▸ **Directive**
Rewrite every item below as a numbered list of its lines, leaving out any blank lines.

▸ **The input**
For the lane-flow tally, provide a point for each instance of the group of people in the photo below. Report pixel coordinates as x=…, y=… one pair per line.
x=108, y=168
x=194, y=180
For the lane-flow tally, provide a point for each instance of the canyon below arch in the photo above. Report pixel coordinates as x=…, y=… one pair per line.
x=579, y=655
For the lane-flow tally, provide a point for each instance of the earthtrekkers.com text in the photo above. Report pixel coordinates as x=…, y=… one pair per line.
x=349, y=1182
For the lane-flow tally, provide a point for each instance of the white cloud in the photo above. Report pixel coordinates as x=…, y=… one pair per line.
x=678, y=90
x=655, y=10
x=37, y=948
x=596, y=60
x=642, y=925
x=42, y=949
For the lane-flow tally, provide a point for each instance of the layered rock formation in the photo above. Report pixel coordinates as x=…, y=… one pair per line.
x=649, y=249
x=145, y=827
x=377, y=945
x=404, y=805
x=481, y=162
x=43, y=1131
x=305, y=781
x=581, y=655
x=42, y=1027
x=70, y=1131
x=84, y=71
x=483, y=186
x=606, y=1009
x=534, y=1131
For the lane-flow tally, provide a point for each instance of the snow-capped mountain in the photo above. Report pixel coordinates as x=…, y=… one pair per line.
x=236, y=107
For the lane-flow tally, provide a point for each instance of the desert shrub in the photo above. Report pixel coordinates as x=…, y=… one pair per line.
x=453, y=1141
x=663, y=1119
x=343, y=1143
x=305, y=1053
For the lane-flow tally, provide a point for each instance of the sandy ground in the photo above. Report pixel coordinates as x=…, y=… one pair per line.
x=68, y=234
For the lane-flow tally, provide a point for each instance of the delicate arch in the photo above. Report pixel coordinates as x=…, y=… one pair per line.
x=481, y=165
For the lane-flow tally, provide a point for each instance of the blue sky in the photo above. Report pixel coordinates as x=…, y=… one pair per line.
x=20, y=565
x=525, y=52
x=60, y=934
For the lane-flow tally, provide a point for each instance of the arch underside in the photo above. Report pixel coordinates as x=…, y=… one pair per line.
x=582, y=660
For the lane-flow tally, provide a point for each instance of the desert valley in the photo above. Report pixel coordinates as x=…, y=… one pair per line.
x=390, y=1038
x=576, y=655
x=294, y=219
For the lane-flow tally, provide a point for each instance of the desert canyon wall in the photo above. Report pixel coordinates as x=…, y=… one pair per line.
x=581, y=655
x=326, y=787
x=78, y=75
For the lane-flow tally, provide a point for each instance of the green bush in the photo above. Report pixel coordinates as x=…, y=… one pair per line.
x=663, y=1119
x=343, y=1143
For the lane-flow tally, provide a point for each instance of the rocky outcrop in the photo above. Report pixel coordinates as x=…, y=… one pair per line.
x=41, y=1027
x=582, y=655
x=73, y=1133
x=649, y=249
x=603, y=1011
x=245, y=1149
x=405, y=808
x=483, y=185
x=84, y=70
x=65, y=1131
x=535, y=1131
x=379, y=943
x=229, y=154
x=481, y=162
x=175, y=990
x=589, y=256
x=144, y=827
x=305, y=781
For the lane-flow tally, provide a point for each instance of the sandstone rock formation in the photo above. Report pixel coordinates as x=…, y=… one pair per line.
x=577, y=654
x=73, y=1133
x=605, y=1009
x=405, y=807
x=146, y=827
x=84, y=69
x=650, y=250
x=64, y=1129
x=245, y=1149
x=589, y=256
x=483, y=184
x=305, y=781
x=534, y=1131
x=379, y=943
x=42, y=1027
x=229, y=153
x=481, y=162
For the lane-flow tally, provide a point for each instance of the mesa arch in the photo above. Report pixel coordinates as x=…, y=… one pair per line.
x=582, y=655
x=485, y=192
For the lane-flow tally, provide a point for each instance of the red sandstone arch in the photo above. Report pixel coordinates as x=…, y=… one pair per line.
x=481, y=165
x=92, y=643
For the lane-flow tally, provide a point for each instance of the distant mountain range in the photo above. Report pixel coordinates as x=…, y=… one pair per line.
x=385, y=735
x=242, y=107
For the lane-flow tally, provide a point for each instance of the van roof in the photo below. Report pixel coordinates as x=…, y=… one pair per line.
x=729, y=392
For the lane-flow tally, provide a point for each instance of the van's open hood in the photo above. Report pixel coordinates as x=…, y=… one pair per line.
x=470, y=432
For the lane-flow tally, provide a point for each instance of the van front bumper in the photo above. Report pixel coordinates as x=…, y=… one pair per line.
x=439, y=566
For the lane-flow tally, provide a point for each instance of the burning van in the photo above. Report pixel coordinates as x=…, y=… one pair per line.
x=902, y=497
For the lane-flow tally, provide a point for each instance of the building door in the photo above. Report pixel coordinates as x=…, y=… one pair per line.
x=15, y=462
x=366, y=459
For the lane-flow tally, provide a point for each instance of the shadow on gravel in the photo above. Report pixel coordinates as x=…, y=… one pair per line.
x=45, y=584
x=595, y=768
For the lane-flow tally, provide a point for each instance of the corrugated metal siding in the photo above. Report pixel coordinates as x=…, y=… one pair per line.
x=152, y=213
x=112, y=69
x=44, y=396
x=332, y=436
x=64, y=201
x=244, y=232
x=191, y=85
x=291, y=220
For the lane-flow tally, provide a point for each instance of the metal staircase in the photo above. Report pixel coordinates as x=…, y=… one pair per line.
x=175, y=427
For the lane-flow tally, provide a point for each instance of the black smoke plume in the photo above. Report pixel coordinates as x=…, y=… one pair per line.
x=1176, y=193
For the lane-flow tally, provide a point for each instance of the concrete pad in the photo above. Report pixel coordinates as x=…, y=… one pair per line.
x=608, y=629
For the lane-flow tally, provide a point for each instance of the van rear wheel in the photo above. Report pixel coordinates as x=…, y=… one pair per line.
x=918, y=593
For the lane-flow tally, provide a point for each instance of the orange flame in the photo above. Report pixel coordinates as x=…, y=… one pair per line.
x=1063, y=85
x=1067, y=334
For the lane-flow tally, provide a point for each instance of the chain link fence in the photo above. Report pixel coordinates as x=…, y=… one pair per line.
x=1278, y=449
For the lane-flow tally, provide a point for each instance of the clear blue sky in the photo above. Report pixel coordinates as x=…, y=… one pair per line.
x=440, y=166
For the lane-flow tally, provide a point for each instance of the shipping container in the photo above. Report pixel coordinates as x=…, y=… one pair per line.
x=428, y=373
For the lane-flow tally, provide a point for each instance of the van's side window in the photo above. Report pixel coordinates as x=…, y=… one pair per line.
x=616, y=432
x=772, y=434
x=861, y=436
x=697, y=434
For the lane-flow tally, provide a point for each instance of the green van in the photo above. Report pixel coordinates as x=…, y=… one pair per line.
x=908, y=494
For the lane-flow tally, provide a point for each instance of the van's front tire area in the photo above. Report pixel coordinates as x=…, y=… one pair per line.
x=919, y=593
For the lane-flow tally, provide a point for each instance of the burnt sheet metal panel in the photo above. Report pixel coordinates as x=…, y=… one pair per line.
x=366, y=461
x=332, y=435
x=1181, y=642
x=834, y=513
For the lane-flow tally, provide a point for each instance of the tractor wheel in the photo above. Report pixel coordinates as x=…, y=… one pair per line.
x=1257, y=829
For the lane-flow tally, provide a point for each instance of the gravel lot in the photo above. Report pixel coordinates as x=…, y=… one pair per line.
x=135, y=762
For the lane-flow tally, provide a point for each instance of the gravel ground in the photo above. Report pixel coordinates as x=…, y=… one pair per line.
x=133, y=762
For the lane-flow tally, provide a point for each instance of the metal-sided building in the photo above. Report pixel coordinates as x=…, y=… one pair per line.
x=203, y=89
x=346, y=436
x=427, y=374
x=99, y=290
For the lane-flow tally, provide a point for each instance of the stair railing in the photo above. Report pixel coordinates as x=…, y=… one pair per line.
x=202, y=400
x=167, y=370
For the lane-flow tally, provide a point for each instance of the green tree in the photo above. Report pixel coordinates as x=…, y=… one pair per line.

▸ **Correct answer**
1. For the lane-flow tally, provide a point for each instance of the group of people in the photo below. Report pixel coordinates as x=…, y=… one pair per line.
2. x=108, y=168
3. x=194, y=180
4. For the lane-flow tally, provide a point for each instance of the canyon below arch in the photo above. Report pixel coordinates as x=…, y=… one pair per line.
5. x=579, y=655
6. For the lane-flow tally, provide a point for each instance of the earthtrekkers.com text in the photo above. Report pixel coordinates as x=…, y=… one pair per line.
7. x=349, y=1182
8. For the lane-flow tally, provide a point for each instance of the white cloud in the photo above. Report pixel coordinates as x=…, y=… one pair per line.
9. x=678, y=90
10. x=655, y=10
11. x=37, y=948
12. x=596, y=60
13. x=642, y=925
14. x=42, y=949
15. For the lane-flow tally, provide a point for each instance of the layered rock formation in the photo above. Report pixel coordinates as x=…, y=… one pair per line.
16. x=649, y=249
17. x=145, y=827
18. x=377, y=945
19. x=404, y=805
20. x=481, y=162
21. x=43, y=1131
22. x=305, y=781
23. x=581, y=655
24. x=42, y=1027
25. x=70, y=1131
26. x=84, y=71
27. x=483, y=186
28. x=606, y=1009
29. x=534, y=1131
30. For the lane-flow tally, provide a point for each instance of the snow-capped mountain in the photo above. Report pixel coordinates as x=…, y=… one pair per line.
31. x=236, y=107
32. For the lane-flow tally, provide a point for each instance of the desert shrub in the photo above. Report pixel coordinates as x=…, y=… one pair per line.
33. x=453, y=1141
34. x=663, y=1119
35. x=343, y=1143
36. x=305, y=1053
37. For the lane-flow tally, provide a point for each instance of the sandy ground in the photo above. Report pixel coordinates as x=…, y=… one pair per line.
38. x=68, y=234
39. For the lane-flow tally, provide a point for each instance of the delicate arch in the photo above. Report pixel coordinates as x=…, y=… one pair per line.
40. x=481, y=165
41. For the lane-flow tally, provide a point for each instance of the blue sky in the photo above. Report pixel coordinates as x=…, y=… one pair per line.
42. x=20, y=565
43. x=525, y=52
44. x=60, y=934
45. For the lane-flow tally, provide a point for each instance of the arch underside in the photo above. Report pixel coordinates as x=…, y=… one pair per line.
46. x=582, y=660
47. For the lane-flow tally, provide a point for each instance of the desert valley in the photo above. Report pixel coordinates as x=…, y=… one pair per line.
48. x=390, y=1038
49. x=576, y=655
50. x=294, y=219
51. For the lane-flow tally, provide a point for each instance of the desert canyon wall in the photo above. Report pixel coordinates as x=…, y=… one pair per line.
52. x=581, y=655
53. x=326, y=787
54. x=78, y=75
55. For the lane-flow tally, provide a point for each instance of the green bush in the photo above. Report pixel coordinates as x=…, y=… one pair per line.
56. x=663, y=1119
57. x=343, y=1143
58. For the lane-flow tally, provide a point for each instance of the rocky outcrop in the photo above. Report pixel coordinates as x=…, y=… one pair per line.
59. x=41, y=1027
60. x=582, y=655
61. x=73, y=1133
62. x=649, y=249
63. x=603, y=1011
64. x=245, y=1149
65. x=405, y=808
66. x=483, y=185
67. x=84, y=70
68. x=65, y=1131
69. x=535, y=1131
70. x=379, y=943
71. x=229, y=154
72. x=481, y=162
73. x=175, y=990
74. x=589, y=256
75. x=144, y=827
76. x=305, y=781
77. For the lane-flow tally, provide a point for each instance of the sandstone rock formation in the photo above. Report pixel coordinates as x=…, y=… one pair per line.
78. x=577, y=654
79. x=73, y=1133
80. x=605, y=1009
81. x=405, y=807
82. x=146, y=827
83. x=84, y=69
84. x=650, y=250
85. x=64, y=1129
86. x=245, y=1149
87. x=589, y=256
88. x=483, y=184
89. x=305, y=781
90. x=534, y=1131
91. x=379, y=943
92. x=42, y=1027
93. x=229, y=153
94. x=481, y=162
95. For the lane-flow tally, provide a point for each instance of the mesa arch in the photo above. Report pixel coordinates as x=…, y=… one pair per line.
96. x=582, y=655
97. x=485, y=192
98. For the lane-flow tally, provide a point for each instance of the red sandstone arch in the photo above. Report pixel coordinates as x=…, y=… one pair per line.
99. x=481, y=165
100. x=92, y=643
101. For the lane-flow tally, provide a point for each instance of the distant mountain range in the photo above. Report pixel coordinates as x=…, y=… one pair per line.
102. x=385, y=735
103. x=242, y=107
104. For the lane-flow tally, provide a point for each instance of the van roof in the photo below. Report pixel coordinates as x=…, y=… one pair per line.
105. x=729, y=392
106. For the lane-flow tally, provide a point for each instance of the van's open hood in the photo above. Report pixel coordinates as x=…, y=… one pair per line.
107. x=470, y=432
108. For the lane-flow tally, provide a point for each instance of the van front bumper in the photo above. Report pixel coordinates as x=…, y=… one pair per line.
109. x=439, y=566
110. For the lane-flow tally, provide a point for each instance of the burning van in the photo above. Report pixel coordinates as x=…, y=… one pair per line.
111. x=902, y=497
112. For the lane-flow tally, provide a point for each instance of the building door in the photo above. Report pixel coordinates as x=…, y=… one pair per line.
113. x=15, y=462
114. x=366, y=459
115. For the lane-flow tally, provide a point for each instance of the shadow on gravel in the photo above. Report pixel coordinates as x=…, y=… one pair per line.
116. x=45, y=584
117. x=595, y=768
118. For the lane-flow tally, provide a point for each instance of the corrugated metal siding in the photo above. Report pixel coordinates as x=…, y=… one pair per line.
119. x=152, y=213
120. x=112, y=69
121. x=44, y=396
122. x=332, y=436
123. x=64, y=201
124. x=244, y=232
125. x=191, y=85
126. x=291, y=220
127. For the lane-flow tally, provide a point for each instance of the metal staircase in the photo above. Report pixel coordinates as x=…, y=… one pair per line.
128. x=175, y=427
129. For the lane-flow tally, provide a point for each instance of the black smoke plume in the photo above. Report pixel coordinates as x=…, y=… one pair per line.
130. x=1176, y=193
131. For the lane-flow tally, provide a point for each instance of the concrete pad in the photo above. Report pixel coordinates as x=…, y=… one pair per line.
132. x=608, y=629
133. For the lane-flow tally, provide a point for each instance of the van rear wheel in the photo above. Report pixel coordinates as x=…, y=… one pair per line.
134. x=918, y=593
135. For the lane-flow tally, provide a point for each instance of the orange flame in the photo above. Report pixel coordinates as x=…, y=… one pair per line.
136. x=1063, y=85
137. x=1067, y=334
138. For the lane-flow tally, provide a point for each instance of the chain link fence in the photo above. Report pixel coordinates as x=…, y=… one pair per line.
139. x=1278, y=449
140. For the lane-flow tally, provide a point for each instance of the clear blue sky in the photo above. Report pixel coordinates as x=…, y=… one pair per line.
141. x=440, y=166
142. For the lane-flow tally, provide a point for each instance of the shipping container in the photo above. Report pixel coordinates as x=…, y=… one pair per line.
143. x=428, y=373
144. For the lane-flow tally, provide a point for each instance of the van's side window in the photo above. Report pixel coordinates as x=…, y=… one pair per line.
145. x=616, y=432
146. x=772, y=434
147. x=861, y=436
148. x=697, y=434
149. For the lane-flow tally, provide a point for each instance of the green van in the photo above. Report pixel coordinates as x=…, y=… one pair per line.
150. x=908, y=494
151. For the lane-flow tally, provide a point for each instance of the van's front tire area in the photo above. Report pixel coordinates as x=…, y=… one pair per line.
152. x=919, y=593
153. For the lane-flow tally, provide a point for each instance of the burnt sheet metal panel in the photo above. Report pixel coordinates as x=…, y=… one pair per line.
154. x=366, y=461
155. x=332, y=435
156. x=1181, y=642
157. x=834, y=513
158. For the lane-flow tally, provide a point for each instance of the tractor wheel in the photo above. Report pixel coordinates as x=…, y=… one pair per line.
159. x=1257, y=829
160. For the lane-flow tally, provide a point for each instance of the gravel lot in the photo above. Report pixel coordinates as x=…, y=… one pair per line.
161. x=135, y=762
162. For the lane-flow tally, provide a point for each instance of the gravel ground in the photo above. Report pixel coordinates as x=…, y=… one pair per line.
163. x=133, y=762
164. For the lane-flow tally, provide a point for each instance of the metal-sided building in the photo above. Report pixel coordinates as x=…, y=… one pair per line.
165. x=203, y=89
166. x=346, y=436
167. x=427, y=374
168. x=99, y=290
169. For the lane-flow tally, provide a point for each instance of the stair railing in the photo above. Report pixel coordinates as x=…, y=… one pair per line.
170. x=202, y=400
171. x=167, y=370
172. For the lane-flow tally, provide a point for each instance of the green tree in the photo above. Report pixel coordinates as x=…, y=… one pair per line.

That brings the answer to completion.